◆ **文書の抜粋**:
強めにブレーキングすると、モロに前荷重になるが、ボディのヨレてる感はなく、剛体としてのボディが一塊で、前にグッと荷重がかかる感覚。
(クラウンなんかの船酔いするようなピッチングではなく、
良い意味で「前荷重」を与えることのできるダイブ)
加速時は、若干リアが沈むが、ブレーキング時ほどの沈み量はない。
ここからの私の推察なのだが、伸び側や縮み側の減衰がどうとかじゃなく、
・もちろん制動Gの方が加速Gより大きいワケだが、それは置いておいて・・・
・前足も後ろ足もバネレートは低い
・フロントヘビー
↓
・結果、制動時のダイブは大きいが、加速時のリア沈みは小さい
というメカニズム?
いずれにしても、加速時にリア荷重になってもFF車にメリットはナイし、
アンダーな足なのでブレーキングでシッカリと前荷重を稼げるのは良いと思う。

◆ **データ**:
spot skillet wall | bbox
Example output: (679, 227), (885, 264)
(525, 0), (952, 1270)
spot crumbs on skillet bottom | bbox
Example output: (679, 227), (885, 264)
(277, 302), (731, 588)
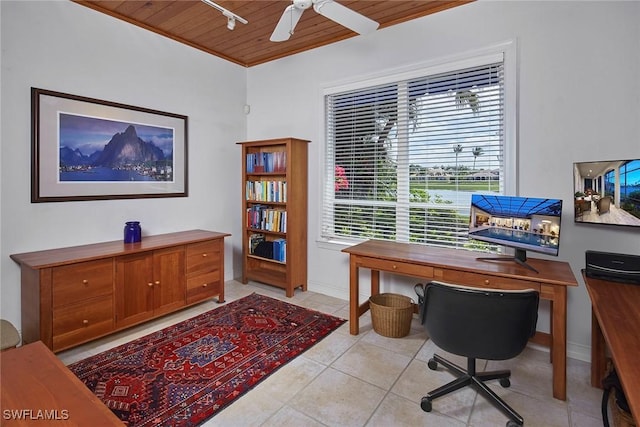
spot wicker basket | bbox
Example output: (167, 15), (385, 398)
(609, 393), (636, 427)
(369, 293), (413, 338)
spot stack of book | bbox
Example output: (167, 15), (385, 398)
(247, 151), (287, 173)
(246, 181), (287, 203)
(249, 233), (287, 262)
(247, 205), (287, 233)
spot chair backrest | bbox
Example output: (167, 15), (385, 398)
(421, 282), (539, 360)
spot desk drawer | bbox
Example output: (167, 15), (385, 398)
(435, 269), (540, 292)
(358, 257), (433, 279)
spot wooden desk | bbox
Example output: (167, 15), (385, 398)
(342, 240), (578, 400)
(582, 271), (640, 422)
(0, 341), (123, 427)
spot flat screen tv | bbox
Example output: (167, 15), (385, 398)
(573, 159), (640, 227)
(469, 194), (562, 271)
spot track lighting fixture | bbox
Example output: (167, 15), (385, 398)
(202, 0), (248, 30)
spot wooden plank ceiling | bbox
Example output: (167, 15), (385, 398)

◆ **課題**: 車の乗り味についての文章のうち、「(クラウンなんかの船酔いするようなピッチングではなく、」から下の「アンダーな足なのでブレーキングでシッカリと前荷重を稼げるのは良いと思う。」までをすべて、「加速時」を「発進時」に置き換えて書き直すこと。

◆ **正しい出力**:
(クラウンなんかの船酔いするようなピッチングではなく、
良い意味で「前荷重」を与えることのできるダイブ)
発進時は、若干リアが沈むが、ブレーキング時ほどの沈み量はない。
ここからの私の推察なのだが、伸び側や縮み側の減衰がどうとかじゃなく、
・もちろん制動Gの方が加速Gより大きいワケだが、それは置いておいて・・・
・前足も後ろ足もバネレートは低い
・フロントヘビー
↓
・結果、制動時のダイブは大きいが、発進時のリア沈みは小さい
というメカニズム?
いずれにしても、発進時にリア荷重になってもFF車にメリットはナイし、
アンダーな足なのでブレーキングでシッカリと前荷重を稼げるのは良いと思う。